Hace muchos años cuando trabajaba en un colegio en Buenos Aires tenía un compañero que decía: “Esto es un caos, se parece a Kosovo”. Siempre me quedó grabada esa frase y ni bien pise Pristina, la capital, lo primero que hice fue prestar atención a lo que mis ojos veían.
No vi edificios en ruinas, no vi tanques, no vi pobreza ni tampoco ametralladoras. Tal vez lo que más me llamó la atención fue que la avenida principal tenía un cartel enorme que decía: Bill Clinton Av! Al costado había un mástil con una enorme bandera norteamericana flameando.
Hay que reconocer que Pristina no tiene el encanto de otras ciudades europeas pero tiene historia basada en el sufrimiento. Me detuve a comprar un kebab y después de dejar la mochila en el hostel continué caminando hacia la catedral de Cristo Salvador o la iglesia de la disputa como decidí llamarla. Su construcción comenzó en 1995 en un predio cercano a la universidad de Pristina pero su obra se interrumpió cuando llegó la guerra. Y, ¿Por qué es la iglesia de la discordia? La población es de mayoría musulmana y todavía miran de mala gana a la iglesia ortodoxa, símbolo del régimen de Slobodan Milosevic. Desde hace un tiempo se dice que los intelectuales de Albania presionan para que sea demolida por lo que su futuro es incierto. Pero a mis espaldas se encuentra una de las construcciones más… ¿Cómo decirlo? ¿Raras, feas, y extrañas que haya visto? Es la Biblioteca Nacional cuyo objetivo principal es recolectar y cuidar todos los documentos del país incluidos los que se refieren a conflictos. Sin lugar a dudas el arquitecto croata Andrija Mutnjakovic se tomó muy en serio esto de preservar los libros porque todas las ventanas están cubiertas de rejas con un estilo muy particular.

(Entradas de anotación de coordenadas)
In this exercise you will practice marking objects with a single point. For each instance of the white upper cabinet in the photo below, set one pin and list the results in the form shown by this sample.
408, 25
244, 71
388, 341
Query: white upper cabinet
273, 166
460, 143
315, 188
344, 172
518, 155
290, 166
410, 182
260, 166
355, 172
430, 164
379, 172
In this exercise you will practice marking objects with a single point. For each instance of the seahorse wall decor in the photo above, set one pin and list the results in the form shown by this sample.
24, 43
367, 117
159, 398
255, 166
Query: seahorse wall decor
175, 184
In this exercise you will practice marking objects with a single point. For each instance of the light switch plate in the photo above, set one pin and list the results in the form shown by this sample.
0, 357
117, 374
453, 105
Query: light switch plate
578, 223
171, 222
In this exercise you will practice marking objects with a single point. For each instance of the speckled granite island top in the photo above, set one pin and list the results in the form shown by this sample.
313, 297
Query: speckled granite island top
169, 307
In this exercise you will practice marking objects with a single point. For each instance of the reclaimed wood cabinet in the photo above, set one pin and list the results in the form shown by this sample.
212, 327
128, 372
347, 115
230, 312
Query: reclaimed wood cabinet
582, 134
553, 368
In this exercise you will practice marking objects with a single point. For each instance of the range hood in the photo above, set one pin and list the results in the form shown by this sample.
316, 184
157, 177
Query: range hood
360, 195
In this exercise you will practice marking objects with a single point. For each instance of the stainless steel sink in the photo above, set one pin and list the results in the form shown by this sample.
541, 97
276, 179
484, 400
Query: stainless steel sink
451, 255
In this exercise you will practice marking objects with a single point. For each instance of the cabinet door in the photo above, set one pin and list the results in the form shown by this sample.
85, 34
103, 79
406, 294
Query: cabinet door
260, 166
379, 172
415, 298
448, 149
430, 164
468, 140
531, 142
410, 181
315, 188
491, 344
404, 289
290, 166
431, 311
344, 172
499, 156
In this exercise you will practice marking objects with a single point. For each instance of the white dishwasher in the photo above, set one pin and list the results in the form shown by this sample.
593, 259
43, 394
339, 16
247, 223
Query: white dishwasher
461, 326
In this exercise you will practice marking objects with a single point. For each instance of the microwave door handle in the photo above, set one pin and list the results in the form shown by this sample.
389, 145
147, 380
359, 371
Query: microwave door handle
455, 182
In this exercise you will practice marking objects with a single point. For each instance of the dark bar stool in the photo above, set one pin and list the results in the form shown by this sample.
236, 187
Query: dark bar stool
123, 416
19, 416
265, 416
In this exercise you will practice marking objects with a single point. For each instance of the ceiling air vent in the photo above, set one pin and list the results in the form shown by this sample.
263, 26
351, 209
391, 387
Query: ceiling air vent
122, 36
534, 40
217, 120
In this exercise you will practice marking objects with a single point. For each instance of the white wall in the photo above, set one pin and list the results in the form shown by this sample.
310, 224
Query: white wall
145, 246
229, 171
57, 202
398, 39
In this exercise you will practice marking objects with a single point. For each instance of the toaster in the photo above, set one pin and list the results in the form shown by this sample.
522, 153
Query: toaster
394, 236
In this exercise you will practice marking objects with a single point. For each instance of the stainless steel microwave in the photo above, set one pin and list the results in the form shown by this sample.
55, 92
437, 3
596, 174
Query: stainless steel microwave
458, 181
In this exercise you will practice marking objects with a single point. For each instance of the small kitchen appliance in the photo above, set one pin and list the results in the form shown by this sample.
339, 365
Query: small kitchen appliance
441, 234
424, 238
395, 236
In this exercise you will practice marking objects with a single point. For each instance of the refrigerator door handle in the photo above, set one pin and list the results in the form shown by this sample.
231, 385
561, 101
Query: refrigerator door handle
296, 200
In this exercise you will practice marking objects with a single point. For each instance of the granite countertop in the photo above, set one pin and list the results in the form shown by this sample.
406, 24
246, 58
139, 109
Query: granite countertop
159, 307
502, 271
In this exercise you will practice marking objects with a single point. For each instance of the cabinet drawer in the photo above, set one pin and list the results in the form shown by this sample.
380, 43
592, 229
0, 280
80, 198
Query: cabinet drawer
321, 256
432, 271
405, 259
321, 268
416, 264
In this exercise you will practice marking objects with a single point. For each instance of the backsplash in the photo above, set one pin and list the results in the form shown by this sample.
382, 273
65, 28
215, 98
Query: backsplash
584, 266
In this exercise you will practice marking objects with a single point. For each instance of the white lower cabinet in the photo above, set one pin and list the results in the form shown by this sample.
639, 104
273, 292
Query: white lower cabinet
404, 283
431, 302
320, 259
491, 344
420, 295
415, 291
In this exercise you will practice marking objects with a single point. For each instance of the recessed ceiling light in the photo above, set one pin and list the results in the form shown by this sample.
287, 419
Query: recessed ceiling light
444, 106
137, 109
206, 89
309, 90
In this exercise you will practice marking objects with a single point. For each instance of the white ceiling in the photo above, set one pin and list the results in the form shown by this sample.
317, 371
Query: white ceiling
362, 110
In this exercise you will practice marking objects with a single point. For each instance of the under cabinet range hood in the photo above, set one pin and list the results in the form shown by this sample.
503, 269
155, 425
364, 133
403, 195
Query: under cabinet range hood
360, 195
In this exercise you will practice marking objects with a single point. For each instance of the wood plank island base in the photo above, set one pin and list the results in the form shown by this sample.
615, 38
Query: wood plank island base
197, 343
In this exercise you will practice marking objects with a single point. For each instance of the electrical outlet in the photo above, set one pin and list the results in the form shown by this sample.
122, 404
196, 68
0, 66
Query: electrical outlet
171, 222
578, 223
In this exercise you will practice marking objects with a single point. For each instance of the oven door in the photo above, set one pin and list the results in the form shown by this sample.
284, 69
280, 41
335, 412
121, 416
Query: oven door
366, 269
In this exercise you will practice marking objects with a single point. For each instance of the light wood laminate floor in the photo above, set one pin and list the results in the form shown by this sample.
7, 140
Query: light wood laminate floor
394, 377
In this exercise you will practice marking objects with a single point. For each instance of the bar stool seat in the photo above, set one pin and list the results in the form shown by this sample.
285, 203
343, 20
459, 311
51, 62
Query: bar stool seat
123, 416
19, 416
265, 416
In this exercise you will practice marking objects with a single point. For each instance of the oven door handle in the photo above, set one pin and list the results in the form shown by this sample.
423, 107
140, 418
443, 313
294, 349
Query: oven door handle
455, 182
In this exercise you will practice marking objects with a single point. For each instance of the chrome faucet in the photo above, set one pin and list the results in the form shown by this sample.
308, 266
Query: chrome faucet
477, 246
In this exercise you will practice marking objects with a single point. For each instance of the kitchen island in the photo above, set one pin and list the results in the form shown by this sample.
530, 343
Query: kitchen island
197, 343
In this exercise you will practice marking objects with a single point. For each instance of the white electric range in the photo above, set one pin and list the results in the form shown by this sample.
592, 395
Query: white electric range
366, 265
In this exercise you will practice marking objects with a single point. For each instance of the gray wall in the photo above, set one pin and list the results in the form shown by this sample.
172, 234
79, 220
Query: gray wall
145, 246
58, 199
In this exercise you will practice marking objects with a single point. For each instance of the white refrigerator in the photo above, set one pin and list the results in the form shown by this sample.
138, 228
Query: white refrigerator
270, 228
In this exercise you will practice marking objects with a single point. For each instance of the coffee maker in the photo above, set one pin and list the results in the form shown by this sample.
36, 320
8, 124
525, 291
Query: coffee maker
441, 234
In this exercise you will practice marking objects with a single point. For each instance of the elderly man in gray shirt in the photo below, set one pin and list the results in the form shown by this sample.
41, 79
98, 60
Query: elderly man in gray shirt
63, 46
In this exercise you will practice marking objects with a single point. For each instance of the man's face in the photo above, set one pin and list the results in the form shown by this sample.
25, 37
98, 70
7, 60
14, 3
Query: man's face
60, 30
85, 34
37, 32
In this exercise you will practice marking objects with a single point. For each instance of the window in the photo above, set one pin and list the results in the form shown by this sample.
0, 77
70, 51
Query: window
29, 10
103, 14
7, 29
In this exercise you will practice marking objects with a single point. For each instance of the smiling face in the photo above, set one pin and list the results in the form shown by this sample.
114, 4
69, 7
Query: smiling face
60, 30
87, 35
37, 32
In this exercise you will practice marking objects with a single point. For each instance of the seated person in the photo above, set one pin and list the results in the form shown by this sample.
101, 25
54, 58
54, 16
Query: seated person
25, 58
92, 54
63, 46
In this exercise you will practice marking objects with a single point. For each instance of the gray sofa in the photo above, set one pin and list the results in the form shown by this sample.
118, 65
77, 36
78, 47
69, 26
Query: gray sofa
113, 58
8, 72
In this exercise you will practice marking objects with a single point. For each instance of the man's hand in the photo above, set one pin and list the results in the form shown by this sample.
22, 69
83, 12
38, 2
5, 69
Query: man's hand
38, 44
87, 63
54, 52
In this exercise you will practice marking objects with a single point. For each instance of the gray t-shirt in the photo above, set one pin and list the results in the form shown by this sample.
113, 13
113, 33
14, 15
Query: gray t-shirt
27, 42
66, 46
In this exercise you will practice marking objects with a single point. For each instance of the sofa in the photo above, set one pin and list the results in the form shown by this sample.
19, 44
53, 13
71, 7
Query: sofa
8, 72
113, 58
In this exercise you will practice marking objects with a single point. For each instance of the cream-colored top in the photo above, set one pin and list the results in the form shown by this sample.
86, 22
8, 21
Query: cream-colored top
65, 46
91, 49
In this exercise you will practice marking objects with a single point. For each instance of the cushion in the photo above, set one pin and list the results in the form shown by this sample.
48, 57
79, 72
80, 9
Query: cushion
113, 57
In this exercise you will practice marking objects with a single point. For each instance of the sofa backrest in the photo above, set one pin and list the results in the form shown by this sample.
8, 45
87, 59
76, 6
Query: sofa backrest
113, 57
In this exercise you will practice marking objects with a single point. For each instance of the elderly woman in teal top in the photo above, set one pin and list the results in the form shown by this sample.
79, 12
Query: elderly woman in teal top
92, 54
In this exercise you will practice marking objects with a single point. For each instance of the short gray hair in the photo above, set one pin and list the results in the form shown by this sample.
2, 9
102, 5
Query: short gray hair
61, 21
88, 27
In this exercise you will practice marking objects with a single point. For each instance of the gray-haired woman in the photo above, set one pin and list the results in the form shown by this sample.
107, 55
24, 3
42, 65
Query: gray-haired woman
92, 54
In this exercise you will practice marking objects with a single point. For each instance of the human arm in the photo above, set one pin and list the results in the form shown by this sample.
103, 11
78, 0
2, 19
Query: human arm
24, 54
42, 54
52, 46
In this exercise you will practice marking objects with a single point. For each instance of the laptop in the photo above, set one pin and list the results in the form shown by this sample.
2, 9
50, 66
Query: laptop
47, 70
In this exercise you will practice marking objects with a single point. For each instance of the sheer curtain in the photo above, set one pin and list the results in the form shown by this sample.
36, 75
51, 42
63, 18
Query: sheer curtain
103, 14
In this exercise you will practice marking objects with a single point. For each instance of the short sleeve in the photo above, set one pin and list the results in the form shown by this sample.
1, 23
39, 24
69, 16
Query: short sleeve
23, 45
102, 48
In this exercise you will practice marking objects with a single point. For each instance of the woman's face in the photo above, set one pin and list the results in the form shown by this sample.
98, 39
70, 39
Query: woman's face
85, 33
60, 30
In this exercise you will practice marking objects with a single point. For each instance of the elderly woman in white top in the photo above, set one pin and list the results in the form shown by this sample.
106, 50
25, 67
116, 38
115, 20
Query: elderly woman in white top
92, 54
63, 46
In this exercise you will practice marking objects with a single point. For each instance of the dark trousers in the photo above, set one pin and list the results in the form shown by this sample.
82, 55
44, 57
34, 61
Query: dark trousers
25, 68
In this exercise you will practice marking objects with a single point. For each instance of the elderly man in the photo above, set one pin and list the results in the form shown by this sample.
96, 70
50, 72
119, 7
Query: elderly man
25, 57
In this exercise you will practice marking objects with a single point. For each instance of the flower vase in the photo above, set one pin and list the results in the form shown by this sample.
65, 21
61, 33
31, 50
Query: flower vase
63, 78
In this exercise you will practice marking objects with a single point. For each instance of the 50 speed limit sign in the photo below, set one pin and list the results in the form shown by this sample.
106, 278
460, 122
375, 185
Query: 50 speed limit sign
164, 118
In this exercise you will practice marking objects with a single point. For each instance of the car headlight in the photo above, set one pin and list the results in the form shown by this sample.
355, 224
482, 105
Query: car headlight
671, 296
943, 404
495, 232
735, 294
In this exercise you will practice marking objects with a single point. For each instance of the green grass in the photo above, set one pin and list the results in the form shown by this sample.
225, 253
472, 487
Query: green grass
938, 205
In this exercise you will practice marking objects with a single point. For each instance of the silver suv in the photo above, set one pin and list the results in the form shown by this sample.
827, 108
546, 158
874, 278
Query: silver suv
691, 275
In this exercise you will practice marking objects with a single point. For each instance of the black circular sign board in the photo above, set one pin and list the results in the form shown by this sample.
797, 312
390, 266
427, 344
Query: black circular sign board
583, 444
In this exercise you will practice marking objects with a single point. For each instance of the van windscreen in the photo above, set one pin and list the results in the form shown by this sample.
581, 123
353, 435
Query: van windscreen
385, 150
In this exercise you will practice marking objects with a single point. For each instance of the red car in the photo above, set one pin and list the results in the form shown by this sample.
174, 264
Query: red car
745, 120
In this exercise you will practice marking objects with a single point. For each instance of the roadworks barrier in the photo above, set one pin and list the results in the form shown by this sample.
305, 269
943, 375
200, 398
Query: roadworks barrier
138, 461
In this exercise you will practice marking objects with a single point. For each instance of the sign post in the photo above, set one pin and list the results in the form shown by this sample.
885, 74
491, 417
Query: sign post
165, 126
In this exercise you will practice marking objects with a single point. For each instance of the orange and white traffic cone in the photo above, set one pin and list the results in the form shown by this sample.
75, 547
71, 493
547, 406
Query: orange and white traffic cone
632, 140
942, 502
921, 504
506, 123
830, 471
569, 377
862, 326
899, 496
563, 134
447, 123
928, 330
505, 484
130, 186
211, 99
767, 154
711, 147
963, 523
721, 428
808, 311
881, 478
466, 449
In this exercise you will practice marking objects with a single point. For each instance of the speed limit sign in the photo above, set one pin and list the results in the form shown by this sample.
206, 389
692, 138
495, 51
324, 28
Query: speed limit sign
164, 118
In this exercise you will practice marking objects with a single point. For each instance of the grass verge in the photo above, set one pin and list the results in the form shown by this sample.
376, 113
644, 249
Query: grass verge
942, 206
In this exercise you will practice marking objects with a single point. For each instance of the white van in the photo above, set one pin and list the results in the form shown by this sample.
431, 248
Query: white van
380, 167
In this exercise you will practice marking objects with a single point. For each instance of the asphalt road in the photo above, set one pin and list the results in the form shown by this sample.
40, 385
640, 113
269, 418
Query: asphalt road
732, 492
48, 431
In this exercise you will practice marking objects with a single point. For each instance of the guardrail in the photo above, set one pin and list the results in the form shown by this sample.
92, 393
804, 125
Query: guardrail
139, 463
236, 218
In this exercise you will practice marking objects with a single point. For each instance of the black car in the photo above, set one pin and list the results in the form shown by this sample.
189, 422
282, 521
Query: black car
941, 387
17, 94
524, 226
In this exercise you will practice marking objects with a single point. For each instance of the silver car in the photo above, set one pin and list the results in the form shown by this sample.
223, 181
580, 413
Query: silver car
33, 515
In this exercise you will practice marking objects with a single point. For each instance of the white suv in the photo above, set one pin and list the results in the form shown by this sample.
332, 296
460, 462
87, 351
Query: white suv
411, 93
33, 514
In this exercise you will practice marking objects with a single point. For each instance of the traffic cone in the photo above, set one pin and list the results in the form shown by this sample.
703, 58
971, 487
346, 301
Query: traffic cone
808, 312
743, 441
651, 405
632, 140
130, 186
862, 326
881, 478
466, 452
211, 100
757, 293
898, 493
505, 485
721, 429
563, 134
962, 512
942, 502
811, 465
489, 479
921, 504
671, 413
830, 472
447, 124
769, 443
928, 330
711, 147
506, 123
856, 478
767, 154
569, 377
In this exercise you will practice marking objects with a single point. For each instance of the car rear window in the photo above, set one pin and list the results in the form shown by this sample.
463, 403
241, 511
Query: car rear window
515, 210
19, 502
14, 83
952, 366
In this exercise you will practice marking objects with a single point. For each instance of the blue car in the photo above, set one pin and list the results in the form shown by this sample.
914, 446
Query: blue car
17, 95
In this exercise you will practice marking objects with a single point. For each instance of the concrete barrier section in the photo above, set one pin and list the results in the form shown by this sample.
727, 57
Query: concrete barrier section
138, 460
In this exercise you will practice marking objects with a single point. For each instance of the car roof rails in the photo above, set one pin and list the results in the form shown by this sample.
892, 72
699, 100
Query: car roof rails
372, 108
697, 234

*Consigna*. Vuelve a escribir la parte del texto sobre Pristina que empieza con "No vi edificios" y termina con "bandera norteamericana flameando.", y cambia "tanques" por "soldados". Las líneas no tienen relación alguna con el texto.

*Respuesta correcta*.
No vi edificios en ruinas, no vi soldados, no vi pobreza ni tampoco ametralladoras. Tal vez lo que más me llamó la atención fue que la avenida principal tenía un cartel enorme que decía: Bill Clinton Av! Al costado había un mástil con una enorme bandera norteamericana flameando.